**TEXT SHOWN**:
A FURIOUS teenager held a social worker hostage at knifepoint after learning his younger sister had been taken into care, a court heard.

Bolton Youth Court heard how the 17-year-old youth calmly locked the front door while a social worker and police officer were inside his Breightmet home and produced a knife.

The female social worker, who cannot be identified for legal reasons, had gone to the house with DC Wayne Hagan on the morning of June 9, to inform the boy’s mother that her daughter had been taken into care.

Social services had obtained a court order to protect the girl from a forced marriage amid fears that her family were trying to marry her to a 35-year-old cousin.

But Thomas Sherrington, prosecuting, told how the mother became upset as she was informed of the decision, began hitting herself and pulling her clothing.

Giving evidence, the social worker said that before his mother became distressed the teenager went into the kitchen.

“I heard a drawer opening and rustling in a drawer, but I didn’t think anything about it,” said the social worker, in her 20s, who added that the teenager then casually walked to the front door.

She decided to leave, but when she went to the door it was locked and, walking back into the living room she heard shouting.

The teenager had pulled out a large kitchen knife and was holding it to his own neck.

“I panicked and stood still for a moment and he came towards DC Hagan and myself.

“He was shouting that he wanted his sister here now and pointed the knife towards us and walked towards us,” said the social worker.

She wept in the witness box as she said: “I was terrified. I thought that he was going to stab me and I thought about my children.

**DIRECTIVE 1**:
Do the following statements agree with the court report about the teenager and the social worker? (a) The social worker went to the house alone. (b) The court order was meant to protect the girl from a forced marriage. (c) The teenager first held the knife to the social worker's neck. For each, answer yes or no and quote the deciding words of the report.
**DIRECTIVE 2**:
Pick up the court report about the teenager with the knife after its last sentence and carry it on in the same style.

**DATASET RECORDS**:
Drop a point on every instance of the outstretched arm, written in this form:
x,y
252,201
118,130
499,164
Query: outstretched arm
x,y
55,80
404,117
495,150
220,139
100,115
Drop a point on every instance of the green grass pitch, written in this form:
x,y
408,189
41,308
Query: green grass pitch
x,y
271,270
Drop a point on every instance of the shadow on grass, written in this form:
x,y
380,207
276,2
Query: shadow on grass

**RESPONSE 1**:
(a) No: "had gone to the house with DC Wayne Hagan"
(b) Yes: "Social services had obtained a court order to protect the girl from a forced marriage"
(c) No: "was holding it to his own neck"

**RESPONSE 2**:
“I just wanted to get away so I ran upstairs.”

DC Hagan revealed how he held his hands up and backed away.

“His eyes were as big as saucers. He seemed to go a grey colour. To my mind he looked demonic,” he said.

“I was frightened by what I saw.”

He added that he and a neighbour, who was also in the house, managed to escape out of the back door.

“I really thought I could get seriously hurt or die,” said the officer.

“It hit me at that point that the social worker was still in the house.”

The woman told how the teenager followed her up the stairs and, to try and pacify him, she pretended to phone his sister whilst really dialling 999.

She added that she even considered jumping out of a bedroom window to escape but feared hurting herself.

“He was pointing the knife at me and then back at his own neck," she said

“I remember positioning my body so that if he stabbed me it wouldn’t cause too much damage."

The court heard that police who arrived on scene got the teenager’s mother to unlock the back door, the social worker fled and the officers managed to persuade the boy to drop the knife.

The social worker said the incident has had a serious effect on her.

“I am scared to go anywhere on my own. In work I am scared to go on visits,” she said.

The 17-year-old pleaded guilty to affray but denied false imprisonment.

Giving evidence, he denied having pointed the knife at anyone, claiming he only threatened to harm himself.

He added that he had been upset by the “cold, calm and collected” attitude of the social worker and police officer when they arrived at the house and did not like seeing his mother distressed.

“At that particular moment in time I thought ‘I have to do something, I have to sort this problem out,’” he said.

When interviewed by police he said he had locked the door to stop people leaving the house, but in court he claimed that he locked the door to prevent anyone grabbing him from behind.

The trial continues.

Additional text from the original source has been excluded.